[Opening DATA SHOWN section]
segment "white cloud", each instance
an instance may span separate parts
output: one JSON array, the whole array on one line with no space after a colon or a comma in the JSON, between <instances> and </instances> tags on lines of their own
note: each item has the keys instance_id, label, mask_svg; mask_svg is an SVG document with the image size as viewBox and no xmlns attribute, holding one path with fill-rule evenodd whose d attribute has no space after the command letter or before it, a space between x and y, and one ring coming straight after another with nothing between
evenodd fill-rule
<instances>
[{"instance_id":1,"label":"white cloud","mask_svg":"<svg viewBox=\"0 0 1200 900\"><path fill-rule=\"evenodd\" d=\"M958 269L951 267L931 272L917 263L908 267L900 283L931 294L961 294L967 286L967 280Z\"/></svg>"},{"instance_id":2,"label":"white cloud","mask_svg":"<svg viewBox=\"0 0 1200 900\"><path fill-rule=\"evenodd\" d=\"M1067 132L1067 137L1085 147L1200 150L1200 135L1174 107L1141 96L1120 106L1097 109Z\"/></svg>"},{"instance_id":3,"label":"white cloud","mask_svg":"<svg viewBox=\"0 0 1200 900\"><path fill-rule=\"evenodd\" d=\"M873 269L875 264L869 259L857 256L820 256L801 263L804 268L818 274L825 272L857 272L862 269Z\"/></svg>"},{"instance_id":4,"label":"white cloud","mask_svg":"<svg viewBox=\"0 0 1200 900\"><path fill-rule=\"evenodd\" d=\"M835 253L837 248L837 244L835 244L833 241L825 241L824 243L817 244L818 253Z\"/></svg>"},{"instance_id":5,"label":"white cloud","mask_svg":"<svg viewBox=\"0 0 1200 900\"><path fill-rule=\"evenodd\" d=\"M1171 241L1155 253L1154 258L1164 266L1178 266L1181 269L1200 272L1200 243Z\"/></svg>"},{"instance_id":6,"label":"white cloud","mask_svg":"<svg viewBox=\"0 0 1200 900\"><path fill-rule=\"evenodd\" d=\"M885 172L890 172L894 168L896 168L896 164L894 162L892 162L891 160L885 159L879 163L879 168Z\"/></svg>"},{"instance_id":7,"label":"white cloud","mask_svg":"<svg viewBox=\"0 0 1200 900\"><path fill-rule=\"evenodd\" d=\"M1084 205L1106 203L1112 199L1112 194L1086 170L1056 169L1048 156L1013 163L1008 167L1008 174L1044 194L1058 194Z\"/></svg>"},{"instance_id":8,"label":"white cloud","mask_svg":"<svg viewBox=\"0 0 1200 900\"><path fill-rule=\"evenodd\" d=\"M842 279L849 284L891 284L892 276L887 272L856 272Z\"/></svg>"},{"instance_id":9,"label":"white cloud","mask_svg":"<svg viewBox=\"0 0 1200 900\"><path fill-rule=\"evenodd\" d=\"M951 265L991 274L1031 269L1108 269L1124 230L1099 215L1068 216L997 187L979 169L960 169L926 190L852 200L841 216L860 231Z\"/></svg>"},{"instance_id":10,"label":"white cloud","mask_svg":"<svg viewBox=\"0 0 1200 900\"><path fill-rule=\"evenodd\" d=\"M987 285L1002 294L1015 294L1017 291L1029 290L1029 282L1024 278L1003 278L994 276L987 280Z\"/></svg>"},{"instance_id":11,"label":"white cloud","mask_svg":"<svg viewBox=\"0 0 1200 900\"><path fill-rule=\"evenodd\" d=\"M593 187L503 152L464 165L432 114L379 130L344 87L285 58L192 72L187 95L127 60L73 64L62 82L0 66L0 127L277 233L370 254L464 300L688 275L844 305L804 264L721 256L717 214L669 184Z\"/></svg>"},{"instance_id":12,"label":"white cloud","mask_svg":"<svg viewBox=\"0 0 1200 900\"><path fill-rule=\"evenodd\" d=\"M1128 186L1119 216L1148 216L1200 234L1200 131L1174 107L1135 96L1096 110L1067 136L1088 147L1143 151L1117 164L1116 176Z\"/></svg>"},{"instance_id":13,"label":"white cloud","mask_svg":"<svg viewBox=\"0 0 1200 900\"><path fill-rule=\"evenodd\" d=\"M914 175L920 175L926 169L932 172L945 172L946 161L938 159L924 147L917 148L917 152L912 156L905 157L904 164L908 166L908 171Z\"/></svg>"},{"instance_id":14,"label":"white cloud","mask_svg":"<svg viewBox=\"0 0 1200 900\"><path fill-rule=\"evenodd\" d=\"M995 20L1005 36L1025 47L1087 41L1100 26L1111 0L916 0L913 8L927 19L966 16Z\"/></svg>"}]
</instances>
[Closing DATA SHOWN section]
TASK PROMPT | Go through the records and pull out each line that includes the word "instances".

REPLY TO THE TASK |
output: one JSON array, the whole array on one line with no space after a colon or a comma in the JSON, between <instances> and </instances> tags on lines of their own
<instances>
</instances>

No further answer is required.